(Records of labeled points)
☆ ☆ ☆ ☆ ☆

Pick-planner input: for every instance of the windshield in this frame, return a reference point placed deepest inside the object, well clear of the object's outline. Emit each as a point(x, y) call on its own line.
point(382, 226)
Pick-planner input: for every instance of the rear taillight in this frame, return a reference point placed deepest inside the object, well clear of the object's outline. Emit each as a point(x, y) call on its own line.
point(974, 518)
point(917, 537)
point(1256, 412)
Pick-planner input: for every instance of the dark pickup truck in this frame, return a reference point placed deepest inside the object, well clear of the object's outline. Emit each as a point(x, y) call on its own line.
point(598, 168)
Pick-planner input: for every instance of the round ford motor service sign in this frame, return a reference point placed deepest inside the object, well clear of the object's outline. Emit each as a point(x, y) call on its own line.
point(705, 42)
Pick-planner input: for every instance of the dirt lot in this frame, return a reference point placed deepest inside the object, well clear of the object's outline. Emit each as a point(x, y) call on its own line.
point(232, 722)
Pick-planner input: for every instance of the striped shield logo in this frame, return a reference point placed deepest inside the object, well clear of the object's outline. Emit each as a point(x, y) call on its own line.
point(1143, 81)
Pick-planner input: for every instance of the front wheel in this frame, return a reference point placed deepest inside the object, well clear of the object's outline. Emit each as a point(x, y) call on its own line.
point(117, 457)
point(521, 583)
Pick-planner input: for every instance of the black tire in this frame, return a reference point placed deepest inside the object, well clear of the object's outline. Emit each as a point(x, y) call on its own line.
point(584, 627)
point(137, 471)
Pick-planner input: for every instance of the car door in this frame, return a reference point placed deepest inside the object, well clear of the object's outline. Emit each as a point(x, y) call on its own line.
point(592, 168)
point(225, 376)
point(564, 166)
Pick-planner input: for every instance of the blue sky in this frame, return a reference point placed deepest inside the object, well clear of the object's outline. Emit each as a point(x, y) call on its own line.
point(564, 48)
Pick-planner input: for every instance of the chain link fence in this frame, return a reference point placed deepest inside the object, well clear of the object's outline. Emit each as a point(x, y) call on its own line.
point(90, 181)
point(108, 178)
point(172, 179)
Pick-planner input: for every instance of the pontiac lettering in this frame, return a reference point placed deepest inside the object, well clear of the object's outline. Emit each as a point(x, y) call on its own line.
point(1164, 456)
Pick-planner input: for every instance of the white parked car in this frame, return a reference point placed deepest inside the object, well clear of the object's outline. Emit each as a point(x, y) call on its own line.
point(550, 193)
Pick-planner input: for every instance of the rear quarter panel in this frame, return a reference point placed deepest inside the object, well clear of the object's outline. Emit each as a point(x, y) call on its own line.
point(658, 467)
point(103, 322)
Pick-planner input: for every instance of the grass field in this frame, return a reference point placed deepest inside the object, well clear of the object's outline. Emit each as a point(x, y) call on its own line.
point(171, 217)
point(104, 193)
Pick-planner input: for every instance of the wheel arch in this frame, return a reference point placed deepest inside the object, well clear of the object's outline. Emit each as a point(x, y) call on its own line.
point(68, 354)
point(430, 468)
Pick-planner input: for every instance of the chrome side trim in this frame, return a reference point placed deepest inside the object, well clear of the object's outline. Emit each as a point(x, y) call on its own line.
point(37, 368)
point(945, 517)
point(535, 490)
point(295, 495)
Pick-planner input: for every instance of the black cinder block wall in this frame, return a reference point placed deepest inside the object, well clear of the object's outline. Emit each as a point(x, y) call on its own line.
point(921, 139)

☆ ☆ ☆ ☆ ☆

> [REQUEST]: Recast all the rows above as a JSON list of strings, one string for each line, leaving out blank lines.

> [EXERCISE RESPONSE]:
[
  "Pick-planner input: for every instance of the windshield in this frame, return a reference point placed deepest inside the object, well clear of the object's outline. Emit each as a point(x, y) call on its own line.",
  "point(382, 226)",
  "Pick-planner input: for every instance of the rear taillight in this frame, return a reference point placed deepest inside the object, well clear of the object's outline. Emit each as a point(x, y) call on its own line.",
  "point(974, 518)",
  "point(917, 537)",
  "point(1256, 412)",
  "Pick-planner input: for every instance of the dark pickup truck in this frame, return a reference point placed deepest inside the object, well clear of the object's outline. Emit each as a point(x, y) call on its own line.",
  "point(598, 168)",
  "Pick-planner input: for every instance of the round ford motor service sign in this frame, return a reference point placed deepest inside the object, well clear of the object's outline. Emit each as a point(x, y) call on its own line.",
  "point(705, 42)",
  "Pick-planner input: for every instance of the dirt lot in this frame, return a reference point placed deepest inside the object, well clear of the object's outline. Emit each as a point(x, y) call on its own line.",
  "point(232, 722)",
  "Pick-planner input: for every instance of the striped shield logo in this frame, return a reference point placed deepest inside the object, well clear of the object's outline. Emit each as a point(x, y) call on its own line.",
  "point(1143, 81)",
  "Pick-planner input: for every instance of the front wheel in this frame, return a reference point placed deepest inside the object, well clear of the object's outline. Emit each as a point(x, y) call on its own line.",
  "point(117, 457)",
  "point(521, 583)",
  "Pick-planner input: for every instance of the black tire in this frame, return a reference point placed deepest inside the object, well clear of the object's outline. Emit each as a point(x, y) call on its own line.",
  "point(584, 627)",
  "point(137, 471)",
  "Pick-planner input: for every instance of the car door in this frame, return a reference point placed deepest inside the object, well clear of the object's outline. Emit each as a point(x, y) call on its own line.",
  "point(592, 168)",
  "point(225, 376)",
  "point(564, 166)",
  "Pick-planner input: for every instance of the blue sky in this frame, return a reference point placed deepest inside the object, well clear of the object's outline. Emit each as a point(x, y) call on its own line.",
  "point(564, 48)",
  "Pick-planner input: for every instance of the chain link fence in this frame, return a reference point placed deepest inside the object, well clear of the object's outline. Emit each as a point(x, y) call on its own line.",
  "point(90, 181)",
  "point(108, 178)",
  "point(172, 179)",
  "Pick-planner input: for every instance of the pontiac lettering in this frame, return a reference point placed deepest inside the object, well clear of the object's outline. Emit each as a point(x, y) call on its own line.",
  "point(1164, 456)",
  "Pick-planner input: for every instance of the white parked car in this frame, return a reference point placed deepest inside the object, well clear of the object's outline. Emit each as a point(x, y) call on its own line.",
  "point(550, 193)",
  "Pick-planner input: for every instance of the rear quarter panel in this frame, return a reference point placed deepest inside the object, well clear of the object's outline. Emit each as a point(x, y) call on its own line.",
  "point(658, 467)",
  "point(103, 322)",
  "Pick-planner input: for every instance of the grass field in this frame, return a reference point placed deepest inside the object, well clear of the object's outline. Emit each as a point(x, y) call on its own line.",
  "point(171, 217)",
  "point(104, 193)",
  "Pick-planner input: for every instance of the wheel arch in this frame, return a reference point placed deepest inside the object, well clear of the object's outline. Emit each as a point(x, y) call on its own line.",
  "point(68, 354)",
  "point(430, 468)",
  "Pick-planner input: for every instance of the chrome side trim in this frame, return a reference point placed deepest inside the object, well clear of the object's outline. Emit each as a point(x, y) call on its own line.",
  "point(37, 368)",
  "point(945, 517)",
  "point(535, 490)",
  "point(295, 495)",
  "Pick-planner input: for every instance of the black cinder block wall in this frame, return a reference point placed deepest inside the object, well clear of the object's outline. Emit each as a point(x, y) call on its own line.",
  "point(921, 139)"
]